_Source text_
Start

I hyperfocused, hard. I wanted to know everything all at once. I still do, although I've kinda realized there's more than I'll ever know, or fully understand and that's okay. I read a lot and I tried to be everywhere and do everything and I reached a point right after the Bicentenary in October where my body was like "okay, enough, breathe a little".

So...I've been breathing a little. I still love Baha'u'llah and His message with my whole heart, I still go to Feast when I can and I usually have at least one Baha'i adjacent book in my book rotation (right now, it's Creating a New Mind, by Paul Lample). But maybe I don't go to every single devotional that's within reasonable transit distance, maybe I let myself read a few more romance novels before tackling more Adib Taherzadeh.

It's hard not to feel guilty. I keep hearing the voice in the back of my head that tells me that maybe this is just another hyperfocus. Every time I forget my obligatory prayer, or I can't make it to Feast, or I don't go to someone's devotional because I have something else I'm doing, I worry. I worry I'm just going to some day just...drift out of this.

It's kinda scary to admit that, out loud. I talk about how the Faith has changed my life (and oh my gosh, it really has, but that's another story for another day), how I love my community, how I like that I have a way to participate within my own capacity for service with the newsletter and the social media bits. But I don't talk so much about how I am scared my brain is just going to decide I'm done, someday.

End

Repeat the part of the faith essay between "I hyperfocused, hard." and "more Adib Taherzadeh.", inclusive.

_Provided records_
Start

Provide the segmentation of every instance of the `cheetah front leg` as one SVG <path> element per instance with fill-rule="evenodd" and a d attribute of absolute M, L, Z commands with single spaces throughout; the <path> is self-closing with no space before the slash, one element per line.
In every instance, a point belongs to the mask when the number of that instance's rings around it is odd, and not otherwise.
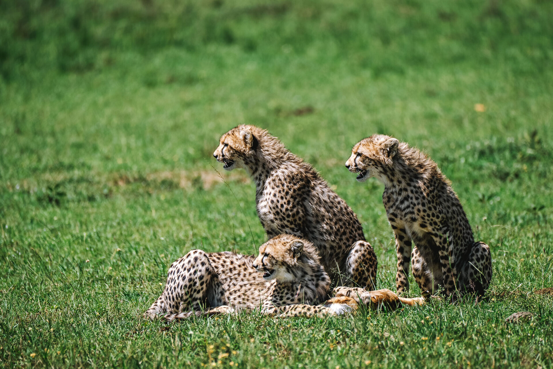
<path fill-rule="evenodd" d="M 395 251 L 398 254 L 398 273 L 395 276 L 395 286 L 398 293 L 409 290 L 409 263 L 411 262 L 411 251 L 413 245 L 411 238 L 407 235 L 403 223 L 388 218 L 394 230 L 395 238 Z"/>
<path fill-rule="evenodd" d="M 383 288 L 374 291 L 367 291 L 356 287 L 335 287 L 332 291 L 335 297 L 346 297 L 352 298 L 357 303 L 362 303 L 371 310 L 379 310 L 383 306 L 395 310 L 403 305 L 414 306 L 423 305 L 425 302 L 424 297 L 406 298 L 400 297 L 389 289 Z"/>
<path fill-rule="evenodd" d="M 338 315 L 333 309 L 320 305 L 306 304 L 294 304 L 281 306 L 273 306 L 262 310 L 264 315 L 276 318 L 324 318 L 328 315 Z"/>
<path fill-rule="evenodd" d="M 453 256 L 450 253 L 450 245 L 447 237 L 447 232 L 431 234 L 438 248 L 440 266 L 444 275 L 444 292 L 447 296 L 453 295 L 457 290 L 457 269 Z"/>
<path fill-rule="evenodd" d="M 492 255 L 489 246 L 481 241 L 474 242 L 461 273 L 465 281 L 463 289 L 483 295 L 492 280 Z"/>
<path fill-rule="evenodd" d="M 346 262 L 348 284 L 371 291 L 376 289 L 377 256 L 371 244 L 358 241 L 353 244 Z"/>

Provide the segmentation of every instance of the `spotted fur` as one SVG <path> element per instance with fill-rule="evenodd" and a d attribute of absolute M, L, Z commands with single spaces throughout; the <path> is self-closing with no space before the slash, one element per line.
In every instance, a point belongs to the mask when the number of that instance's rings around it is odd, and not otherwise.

End
Start

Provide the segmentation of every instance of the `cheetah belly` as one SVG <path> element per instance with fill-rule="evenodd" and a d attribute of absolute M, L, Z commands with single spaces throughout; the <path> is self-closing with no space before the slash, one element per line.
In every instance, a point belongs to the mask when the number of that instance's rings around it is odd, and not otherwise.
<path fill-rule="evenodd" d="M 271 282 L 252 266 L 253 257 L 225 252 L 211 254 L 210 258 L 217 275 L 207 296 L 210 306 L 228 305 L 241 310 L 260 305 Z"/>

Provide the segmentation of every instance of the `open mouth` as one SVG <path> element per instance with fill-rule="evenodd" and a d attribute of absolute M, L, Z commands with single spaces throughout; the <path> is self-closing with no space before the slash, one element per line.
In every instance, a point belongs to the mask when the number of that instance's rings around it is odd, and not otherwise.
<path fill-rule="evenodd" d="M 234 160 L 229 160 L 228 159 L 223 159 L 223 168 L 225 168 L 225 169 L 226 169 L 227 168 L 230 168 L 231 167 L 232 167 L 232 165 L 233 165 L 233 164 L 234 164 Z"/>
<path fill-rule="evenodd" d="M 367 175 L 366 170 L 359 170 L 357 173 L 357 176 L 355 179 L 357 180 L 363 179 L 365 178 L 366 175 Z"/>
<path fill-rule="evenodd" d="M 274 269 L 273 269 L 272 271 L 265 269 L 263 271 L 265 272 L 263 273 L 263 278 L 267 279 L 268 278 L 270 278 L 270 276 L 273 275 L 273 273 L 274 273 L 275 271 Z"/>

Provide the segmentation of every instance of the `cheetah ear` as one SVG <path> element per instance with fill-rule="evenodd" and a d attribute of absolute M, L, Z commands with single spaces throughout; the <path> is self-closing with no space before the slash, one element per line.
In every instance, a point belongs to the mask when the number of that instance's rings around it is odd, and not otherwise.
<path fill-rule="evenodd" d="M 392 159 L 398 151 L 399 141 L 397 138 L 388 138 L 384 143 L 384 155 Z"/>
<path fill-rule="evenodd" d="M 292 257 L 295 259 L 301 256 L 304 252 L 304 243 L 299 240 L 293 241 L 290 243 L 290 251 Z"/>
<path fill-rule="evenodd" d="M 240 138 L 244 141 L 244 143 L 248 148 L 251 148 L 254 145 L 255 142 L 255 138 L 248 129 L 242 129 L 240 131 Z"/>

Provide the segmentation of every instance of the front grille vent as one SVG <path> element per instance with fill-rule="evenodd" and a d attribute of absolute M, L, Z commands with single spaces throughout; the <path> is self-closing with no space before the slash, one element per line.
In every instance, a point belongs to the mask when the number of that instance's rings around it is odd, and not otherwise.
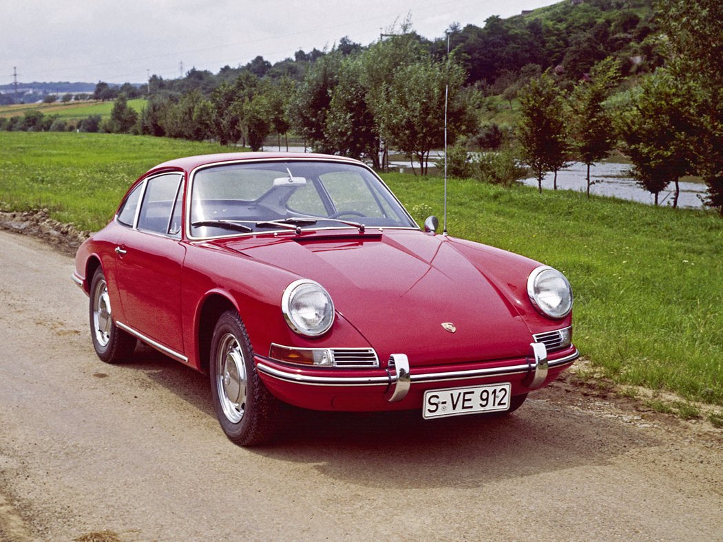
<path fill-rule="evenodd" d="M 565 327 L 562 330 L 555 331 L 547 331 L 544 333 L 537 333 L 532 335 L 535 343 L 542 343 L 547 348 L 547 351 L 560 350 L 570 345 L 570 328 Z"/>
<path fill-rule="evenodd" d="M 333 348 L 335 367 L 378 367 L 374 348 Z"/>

End

_Response_
I hyperfocused, hard. I wanted to know everything all at once. I still do, although I've kinda realized there's more than I'll ever know, or fully understand and that's okay. I read a lot and I tried to be everywhere and do everything and I reached a point right after the Bicentenary in October where my body was like "okay, enough, breathe a little".

So...I've been breathing a little. I still love Baha'u'llah and His message with my whole heart, I still go to Feast when I can and I usually have at least one Baha'i adjacent book in my book rotation (right now, it's Creating a New Mind, by Paul Lample). But maybe I don't go to every single devotional that's within reasonable transit distance, maybe I let myself read a few more romance novels before tackling more Adib Taherzadeh.